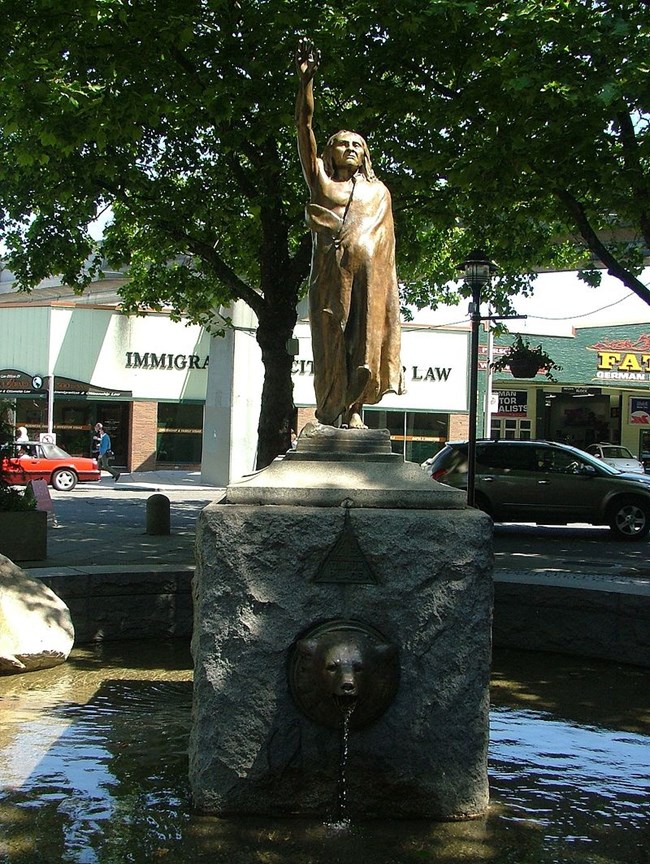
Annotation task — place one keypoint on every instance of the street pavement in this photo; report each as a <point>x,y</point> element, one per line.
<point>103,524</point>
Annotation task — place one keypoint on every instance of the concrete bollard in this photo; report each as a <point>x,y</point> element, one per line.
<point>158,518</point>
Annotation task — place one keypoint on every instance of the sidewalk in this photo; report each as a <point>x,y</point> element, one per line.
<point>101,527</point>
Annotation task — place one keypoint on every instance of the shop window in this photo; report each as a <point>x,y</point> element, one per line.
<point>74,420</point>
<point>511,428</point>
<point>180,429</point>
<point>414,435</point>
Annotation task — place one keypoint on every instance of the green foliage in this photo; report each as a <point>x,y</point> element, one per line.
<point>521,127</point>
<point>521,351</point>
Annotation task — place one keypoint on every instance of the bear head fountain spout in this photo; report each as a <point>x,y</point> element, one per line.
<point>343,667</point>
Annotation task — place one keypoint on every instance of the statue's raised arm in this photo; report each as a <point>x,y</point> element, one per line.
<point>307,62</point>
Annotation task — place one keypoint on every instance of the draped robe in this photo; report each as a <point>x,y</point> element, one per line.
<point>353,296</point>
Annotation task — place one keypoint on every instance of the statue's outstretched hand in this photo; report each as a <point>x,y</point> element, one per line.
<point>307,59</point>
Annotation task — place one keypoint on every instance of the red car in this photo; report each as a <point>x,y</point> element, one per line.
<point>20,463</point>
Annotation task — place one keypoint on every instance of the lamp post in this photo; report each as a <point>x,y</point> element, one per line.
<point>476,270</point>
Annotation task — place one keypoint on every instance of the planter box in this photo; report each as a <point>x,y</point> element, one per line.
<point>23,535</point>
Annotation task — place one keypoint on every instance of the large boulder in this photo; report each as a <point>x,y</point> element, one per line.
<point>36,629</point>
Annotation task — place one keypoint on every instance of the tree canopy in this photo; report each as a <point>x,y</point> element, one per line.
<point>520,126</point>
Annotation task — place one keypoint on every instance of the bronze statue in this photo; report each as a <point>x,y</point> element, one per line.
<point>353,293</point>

• • • • •

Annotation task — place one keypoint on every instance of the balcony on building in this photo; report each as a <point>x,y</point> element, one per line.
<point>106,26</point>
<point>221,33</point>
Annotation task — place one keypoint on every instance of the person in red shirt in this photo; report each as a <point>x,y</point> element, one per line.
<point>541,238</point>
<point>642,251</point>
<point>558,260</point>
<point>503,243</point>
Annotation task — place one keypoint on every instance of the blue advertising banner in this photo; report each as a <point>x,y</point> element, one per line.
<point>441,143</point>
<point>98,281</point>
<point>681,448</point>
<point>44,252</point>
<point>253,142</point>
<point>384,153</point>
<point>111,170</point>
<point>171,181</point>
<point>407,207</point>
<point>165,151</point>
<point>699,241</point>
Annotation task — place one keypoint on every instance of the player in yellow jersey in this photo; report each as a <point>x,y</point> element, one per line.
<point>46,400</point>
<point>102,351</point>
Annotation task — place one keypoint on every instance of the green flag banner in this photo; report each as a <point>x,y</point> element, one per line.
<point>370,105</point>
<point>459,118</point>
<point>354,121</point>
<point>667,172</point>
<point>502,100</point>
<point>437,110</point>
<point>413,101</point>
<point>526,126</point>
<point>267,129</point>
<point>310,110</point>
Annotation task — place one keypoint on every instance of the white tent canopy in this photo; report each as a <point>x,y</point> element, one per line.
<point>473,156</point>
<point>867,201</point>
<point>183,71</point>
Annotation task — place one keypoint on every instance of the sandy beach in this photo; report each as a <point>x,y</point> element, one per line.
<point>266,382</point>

• • • • •

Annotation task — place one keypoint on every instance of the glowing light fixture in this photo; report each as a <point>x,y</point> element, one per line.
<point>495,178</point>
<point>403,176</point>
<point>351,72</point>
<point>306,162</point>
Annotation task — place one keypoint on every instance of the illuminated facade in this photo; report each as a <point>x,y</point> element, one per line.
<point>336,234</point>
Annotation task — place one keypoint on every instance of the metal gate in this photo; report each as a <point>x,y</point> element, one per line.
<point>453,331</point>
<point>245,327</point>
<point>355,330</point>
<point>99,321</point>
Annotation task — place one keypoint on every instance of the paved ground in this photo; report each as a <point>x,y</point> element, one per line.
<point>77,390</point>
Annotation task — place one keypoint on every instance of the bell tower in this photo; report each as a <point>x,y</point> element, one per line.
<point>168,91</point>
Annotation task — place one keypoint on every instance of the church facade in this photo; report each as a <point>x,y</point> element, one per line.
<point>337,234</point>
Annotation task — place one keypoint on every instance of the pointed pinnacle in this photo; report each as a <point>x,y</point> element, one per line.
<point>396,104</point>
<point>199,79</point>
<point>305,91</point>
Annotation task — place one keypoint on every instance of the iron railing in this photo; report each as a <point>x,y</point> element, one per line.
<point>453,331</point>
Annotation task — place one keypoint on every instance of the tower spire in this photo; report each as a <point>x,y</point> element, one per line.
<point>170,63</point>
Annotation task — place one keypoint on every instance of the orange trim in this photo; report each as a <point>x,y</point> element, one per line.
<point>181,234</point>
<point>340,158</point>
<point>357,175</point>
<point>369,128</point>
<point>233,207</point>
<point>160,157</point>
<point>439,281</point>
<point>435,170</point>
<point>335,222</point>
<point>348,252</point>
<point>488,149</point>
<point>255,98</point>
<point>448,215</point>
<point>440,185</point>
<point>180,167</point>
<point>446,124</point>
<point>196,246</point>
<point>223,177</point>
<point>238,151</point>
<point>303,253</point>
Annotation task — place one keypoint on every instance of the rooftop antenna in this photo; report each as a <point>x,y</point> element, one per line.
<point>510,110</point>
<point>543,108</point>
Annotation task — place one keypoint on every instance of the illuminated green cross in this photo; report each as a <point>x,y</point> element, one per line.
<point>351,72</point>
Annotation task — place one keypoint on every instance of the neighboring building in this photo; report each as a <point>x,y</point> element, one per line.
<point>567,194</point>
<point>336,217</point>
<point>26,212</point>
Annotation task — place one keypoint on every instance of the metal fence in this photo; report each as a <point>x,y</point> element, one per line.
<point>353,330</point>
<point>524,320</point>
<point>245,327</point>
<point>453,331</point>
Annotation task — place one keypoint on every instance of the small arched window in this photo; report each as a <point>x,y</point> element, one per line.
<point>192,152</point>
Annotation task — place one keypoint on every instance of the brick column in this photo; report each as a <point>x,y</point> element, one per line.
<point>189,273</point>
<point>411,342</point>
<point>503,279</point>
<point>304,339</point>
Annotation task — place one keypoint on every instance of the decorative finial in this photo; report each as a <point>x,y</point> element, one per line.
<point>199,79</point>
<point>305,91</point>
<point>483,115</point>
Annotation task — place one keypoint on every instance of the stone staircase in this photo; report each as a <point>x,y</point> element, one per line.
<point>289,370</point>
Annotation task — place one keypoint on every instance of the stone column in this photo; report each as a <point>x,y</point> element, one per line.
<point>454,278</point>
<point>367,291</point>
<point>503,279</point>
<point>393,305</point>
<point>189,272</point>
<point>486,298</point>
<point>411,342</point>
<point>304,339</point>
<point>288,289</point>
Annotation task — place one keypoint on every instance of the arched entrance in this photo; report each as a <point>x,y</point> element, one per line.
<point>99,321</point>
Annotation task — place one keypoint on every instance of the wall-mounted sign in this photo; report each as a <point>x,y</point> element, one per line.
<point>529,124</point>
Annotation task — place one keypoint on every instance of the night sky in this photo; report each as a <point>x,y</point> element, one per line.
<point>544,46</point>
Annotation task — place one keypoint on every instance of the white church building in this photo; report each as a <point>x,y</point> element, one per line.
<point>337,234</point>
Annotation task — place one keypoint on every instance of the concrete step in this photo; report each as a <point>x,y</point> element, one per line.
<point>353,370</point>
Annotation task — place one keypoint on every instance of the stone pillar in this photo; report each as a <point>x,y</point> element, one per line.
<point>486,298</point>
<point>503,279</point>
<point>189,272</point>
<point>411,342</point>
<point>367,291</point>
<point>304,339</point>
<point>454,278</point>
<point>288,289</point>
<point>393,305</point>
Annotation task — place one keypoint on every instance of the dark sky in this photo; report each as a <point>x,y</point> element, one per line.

• • • • •

» **Request**: Copy out the entries again, from the line containing "the concrete step" through the line containing "of the dark", with both of those lines included.

» **Written answer**:
Annotation task — place one keypoint on every instance of the concrete step in this photo; report each as a <point>x,y</point> element, one per line.
<point>353,370</point>
Annotation task — place one keypoint on every instance of the stone pillar in this photo; report each as a <point>x,y</point> element, one per line.
<point>486,298</point>
<point>503,279</point>
<point>189,272</point>
<point>411,342</point>
<point>367,291</point>
<point>304,339</point>
<point>454,278</point>
<point>288,289</point>
<point>393,305</point>
Annotation task — place one keypoint on every instance of the dark sky in this photo; report each as a <point>x,y</point> element, one per line.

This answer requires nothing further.